_WRITTEN INSTRUCTION_. Repeat every one of the rows below word for word, changing nothing and leaving nothing out.

_INFORMATION PROVIDED_.
▼▼▼

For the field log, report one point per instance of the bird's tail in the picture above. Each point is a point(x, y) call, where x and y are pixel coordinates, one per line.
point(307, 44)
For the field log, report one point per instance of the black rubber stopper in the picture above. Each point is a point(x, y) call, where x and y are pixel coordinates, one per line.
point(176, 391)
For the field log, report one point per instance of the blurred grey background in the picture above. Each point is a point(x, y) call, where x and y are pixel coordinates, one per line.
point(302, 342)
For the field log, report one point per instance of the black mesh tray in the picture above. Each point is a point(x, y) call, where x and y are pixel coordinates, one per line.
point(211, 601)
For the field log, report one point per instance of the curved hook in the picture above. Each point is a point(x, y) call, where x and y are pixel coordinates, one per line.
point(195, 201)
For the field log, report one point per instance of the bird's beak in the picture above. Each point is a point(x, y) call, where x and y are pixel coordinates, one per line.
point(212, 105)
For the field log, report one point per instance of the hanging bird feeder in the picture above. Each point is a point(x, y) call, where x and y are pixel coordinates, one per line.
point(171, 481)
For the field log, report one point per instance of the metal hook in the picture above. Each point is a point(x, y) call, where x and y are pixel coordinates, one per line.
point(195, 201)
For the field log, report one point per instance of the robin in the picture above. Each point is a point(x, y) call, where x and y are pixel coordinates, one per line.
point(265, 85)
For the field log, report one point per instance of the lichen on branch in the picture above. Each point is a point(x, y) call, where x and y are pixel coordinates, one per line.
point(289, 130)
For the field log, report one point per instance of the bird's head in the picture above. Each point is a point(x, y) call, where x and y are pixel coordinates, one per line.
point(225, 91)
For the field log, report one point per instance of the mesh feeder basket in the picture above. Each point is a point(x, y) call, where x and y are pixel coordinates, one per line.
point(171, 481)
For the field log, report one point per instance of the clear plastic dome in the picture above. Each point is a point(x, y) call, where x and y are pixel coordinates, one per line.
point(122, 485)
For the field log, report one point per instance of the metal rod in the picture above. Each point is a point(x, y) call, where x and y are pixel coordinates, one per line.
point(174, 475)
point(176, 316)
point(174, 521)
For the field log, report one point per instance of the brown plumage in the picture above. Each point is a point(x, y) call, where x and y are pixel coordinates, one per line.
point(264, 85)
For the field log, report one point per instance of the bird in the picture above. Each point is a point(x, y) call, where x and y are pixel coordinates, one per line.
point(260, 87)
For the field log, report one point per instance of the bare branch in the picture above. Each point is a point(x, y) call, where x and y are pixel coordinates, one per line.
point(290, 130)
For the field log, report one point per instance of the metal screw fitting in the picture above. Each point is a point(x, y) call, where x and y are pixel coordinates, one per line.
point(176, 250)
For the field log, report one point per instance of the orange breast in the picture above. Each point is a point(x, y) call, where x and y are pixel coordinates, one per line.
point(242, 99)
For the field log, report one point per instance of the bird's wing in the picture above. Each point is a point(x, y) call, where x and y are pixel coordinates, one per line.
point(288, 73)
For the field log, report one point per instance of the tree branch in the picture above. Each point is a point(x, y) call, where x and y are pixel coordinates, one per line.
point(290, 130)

▲▲▲

_ANSWER TO THIS PROBLEM_.
For the field log, report one point per instance of the bird's tail in the picture above. Each point is a point(x, y) call, where x and y are pixel coordinates, one per line.
point(307, 44)
For the field log, report one point per instance of the black rubber stopper in the picture above. Each point is a point(x, y) call, where x and y are pixel coordinates, one per line.
point(176, 391)
For the field log, report one point per instance of the blurred grey background in the picture above. Each point is a point(x, y) call, where x and y are pixel coordinates, one per line.
point(302, 342)
For the field log, report one point per instance of the black mesh tray in the picture above. Each point is a point(x, y) call, where x and y are pixel coordinates, one per line.
point(211, 601)
For the field log, report one point per instance of the curved hook in the picture above. Each point is a point(x, y) call, where x and y are pixel coordinates, one per line.
point(195, 201)
For the field log, report one point per instance of the bird's beak in the picture above. Each point is a point(x, y) call, where x and y are pixel coordinates, one per line.
point(212, 105)
For the field log, report one point per instance of the hanging bird feeder in the picture above. Each point is a point(x, y) call, where x and y are pixel coordinates, one per line.
point(171, 481)
For the field log, report one point per instance of the metal hook in the picture above. Each point is a point(x, y) call, where x and y are pixel coordinates, one per line.
point(195, 201)
For the field log, report one point per instance of the robin in the picture above. Each point is a point(x, y) call, where x and y are pixel coordinates, one per line.
point(265, 85)
For the field log, report one point per instance of the lichen on branch in the picture above. Each point is a point(x, y) call, where x and y are pixel coordinates, one per line.
point(289, 130)
For the field log, report one point per instance of the bird's head in the picture above. Each point is a point(x, y) call, where x and y are pixel coordinates, one per line.
point(225, 91)
For the field log, report one point per instance of the mesh feeder basket in the picture above. Each point is a point(x, y) call, where x and y are pixel coordinates, one per line.
point(171, 481)
For the field log, report one point per instance of the clear plastic dome in the picture above. Each point is a point(x, y) call, where x and y are pixel coordinates, one per line.
point(122, 485)
For the field log, report one point per instance of the metal rod in the picture above. Each point is a point(x, y) call, where x and y are pixel coordinates, one per line.
point(174, 475)
point(176, 316)
point(174, 521)
For the field log, report one point per instance of the brown plumage in the picture above. Each point is a point(x, y) call, where x and y are pixel coordinates, one per line.
point(264, 85)
For the field log, report one point per instance of the bird in the picture above. Each point is a point(x, y) call, where x and y are pixel coordinates, one per line.
point(260, 87)
For the field log, report one point per instance of the bare branch in the picture above. Each point is a point(x, y) call, where x and y are pixel coordinates, one per line.
point(290, 130)
For the field log, report one point per instance of the metal screw fitting in the picture above. Each point is a point(x, y) call, where x and y are pixel coordinates, one per line.
point(176, 250)
For the field log, report one point per instance of the orange breast in the picture above. Each point is a point(x, y) call, where x and y are pixel coordinates, one per line.
point(242, 99)
For the field log, report one point per instance of the bird's wing in the picture above. Each point is a point(x, y) call, where x and y are pixel coordinates, one per line.
point(288, 73)
For the field log, report one point per instance of the tree branch in the picture above. Each point is a point(x, y) call, where x and y are pixel coordinates, one per line.
point(290, 130)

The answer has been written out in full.